> **TEXTO PROPORCIONADO**:
Lo más olvidado del olvido - Asociación Suiza de ...



El cuento latinoamericano

El cuento oral es tan antiguo como la humanidad, no así el cuento literario que es de procedencia oriental.

La palabra cuento proviene de contar, lo que se dice a viva voz. De aquí se deriva el cuento popular, que era también anónimo, extenso, con numerosos personajes, tramas complejas, y efectos múltiples. Y sobre todo, con desenlaces inesperados.

Características del Cuento Literario:

• Es narrativo, cuenta algo.

• Es una narración fingida en todo o en parte; es ficción o invención literaria, aunque puede apoyarse en hechos reales o que hayan ocurrido en la realidad y que, inclusive, forman parte de la experiencia misma del autor.

• Es creación legítima de un escritor, quien lo hace llegar al lector por medio del narrador.

• Es corto o breve, se desarrolla en pocas páginas.

• Tiende a producir un solo efecto en el lector; el autor se interesa por un tema principal y no aprovecha los temas menores que la narración pueda sugerir.

• Configuración del mundo ficticio mediante elementos diversos: ambientes, épocas, personajes.

• El narrador cierra el desarrollo de su tema central mediante un oportuno desenlace, el cual, según el caso, puede resultar esperado o inesperado.

Eva Luna – Isabel Allende

1. sinopsis

En Eva Luna, su tercera novela, Isabel Allende recupera su país a través de la memoria y la imaginación. La cautivadora (fesselnd) protagonista de este libro es un nostálgico alter ego de la autora, que se llama a sí mima 'ladrona de historias' precisamente porque en las historias radica el secreto de la vida y del mundo. Eva Luna convierte su vida en una tragicomedia por la que desfila una sorprendente galería de personajes tiernos, inquietantes, grotescos, intelectuales, románticos: un embalsamador de cadáveres, una madrina que sobrevive a una decapitación (Enthauptung), una mujer con cuerpo de hombre, un fotógrafo austriaco atormentado por los recuerdos del nazismo, un revolucionario militante etc. Es un apasionante despliegue (Entfaltung) de imaginación y capacidad narrativa.

2. pp. 9-12 (edición Ave Fénix)

> **TAREA ASIGNADA**:
Cite el pasaje del texto sobre el cuento que va desde "Características del Cuento" hasta "ambientes, épocas, personajes.", ambos fragmentos incluidos. El listado que aparece a continuación constituye material aparte, independiente del texto sobre el cuento.

> **DATOS PROPORCIONADOS**:
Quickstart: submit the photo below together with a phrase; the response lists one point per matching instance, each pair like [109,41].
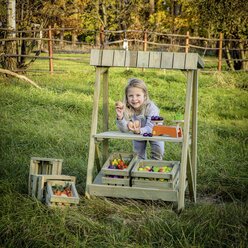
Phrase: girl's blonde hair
[137,83]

> **SOLUCIÓN DEL EJERCICIO**:
Características del Cuento Literario:

• Es narrativo, cuenta algo.

• Es una narración fingida en todo o en parte; es ficción o invención literaria, aunque puede apoyarse en hechos reales o que hayan ocurrido en la realidad y que, inclusive, forman parte de la experiencia misma del autor.

• Es creación legítima de un escritor, quien lo hace llegar al lector por medio del narrador.

• Es corto o breve, se desarrolla en pocas páginas.

• Tiende a producir un solo efecto en el lector; el autor se interesa por un tema principal y no aprovecha los temas menores que la narración pueda sugerir.

• Configuración del mundo ficticio mediante elementos diversos: ambientes, épocas, personajes.